### GIVEN EXERCISE
Could you rewrite the items below, starting at the line that contains "I would be grateful for your help with the spectator" and ending at the last line of the items, adding -124 to both coordinates of every answer point and leaving the requests and their sample points unchanged?

[begin ROWS]

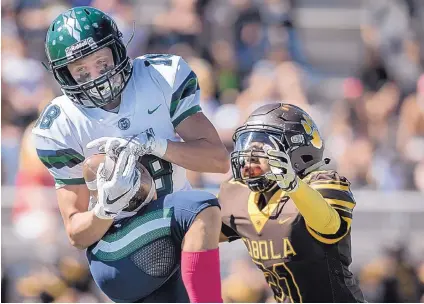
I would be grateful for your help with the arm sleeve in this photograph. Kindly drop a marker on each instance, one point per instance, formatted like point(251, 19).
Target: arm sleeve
point(187, 205)
point(229, 233)
point(326, 203)
point(185, 100)
point(228, 227)
point(59, 151)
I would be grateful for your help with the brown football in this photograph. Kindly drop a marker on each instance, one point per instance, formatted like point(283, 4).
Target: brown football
point(92, 163)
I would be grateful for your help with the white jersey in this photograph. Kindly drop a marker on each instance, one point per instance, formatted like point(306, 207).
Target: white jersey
point(160, 94)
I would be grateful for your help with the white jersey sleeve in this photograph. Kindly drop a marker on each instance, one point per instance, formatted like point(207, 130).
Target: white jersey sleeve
point(57, 147)
point(183, 93)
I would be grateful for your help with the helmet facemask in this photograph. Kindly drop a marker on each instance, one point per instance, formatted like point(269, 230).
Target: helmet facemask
point(249, 161)
point(104, 89)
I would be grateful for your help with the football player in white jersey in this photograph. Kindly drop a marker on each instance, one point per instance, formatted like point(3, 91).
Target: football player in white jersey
point(111, 101)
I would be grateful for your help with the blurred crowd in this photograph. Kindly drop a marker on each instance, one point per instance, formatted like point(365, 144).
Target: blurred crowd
point(245, 53)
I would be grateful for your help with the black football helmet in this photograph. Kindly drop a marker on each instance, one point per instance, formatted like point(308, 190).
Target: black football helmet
point(291, 128)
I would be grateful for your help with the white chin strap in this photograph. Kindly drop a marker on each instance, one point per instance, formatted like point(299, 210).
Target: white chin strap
point(92, 186)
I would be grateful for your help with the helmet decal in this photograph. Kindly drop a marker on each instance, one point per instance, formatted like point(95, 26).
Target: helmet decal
point(311, 129)
point(71, 23)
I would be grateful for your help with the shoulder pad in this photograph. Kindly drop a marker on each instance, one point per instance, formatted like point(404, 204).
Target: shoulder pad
point(326, 175)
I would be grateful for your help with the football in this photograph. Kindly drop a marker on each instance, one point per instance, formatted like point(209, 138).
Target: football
point(92, 163)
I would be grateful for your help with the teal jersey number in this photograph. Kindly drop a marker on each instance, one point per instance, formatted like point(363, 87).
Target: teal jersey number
point(161, 172)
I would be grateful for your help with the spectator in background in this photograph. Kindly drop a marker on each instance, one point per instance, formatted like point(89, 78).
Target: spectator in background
point(387, 30)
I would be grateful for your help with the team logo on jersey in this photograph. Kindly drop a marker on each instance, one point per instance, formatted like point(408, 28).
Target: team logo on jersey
point(124, 123)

[end ROWS]

### THE OUTPUT
I would be grateful for your help with the spectator in background in this photograph. Kindly drop a marker on each instance, one point per instance, formatted like point(89, 78).
Target: spectator in background
point(263, -94)
I would be grateful for your help with the team logo on jersey in this photograph. Kindly drop a marker on each instance, one point per instance, formatted like point(408, 28).
Target: team logo on jersey
point(0, -1)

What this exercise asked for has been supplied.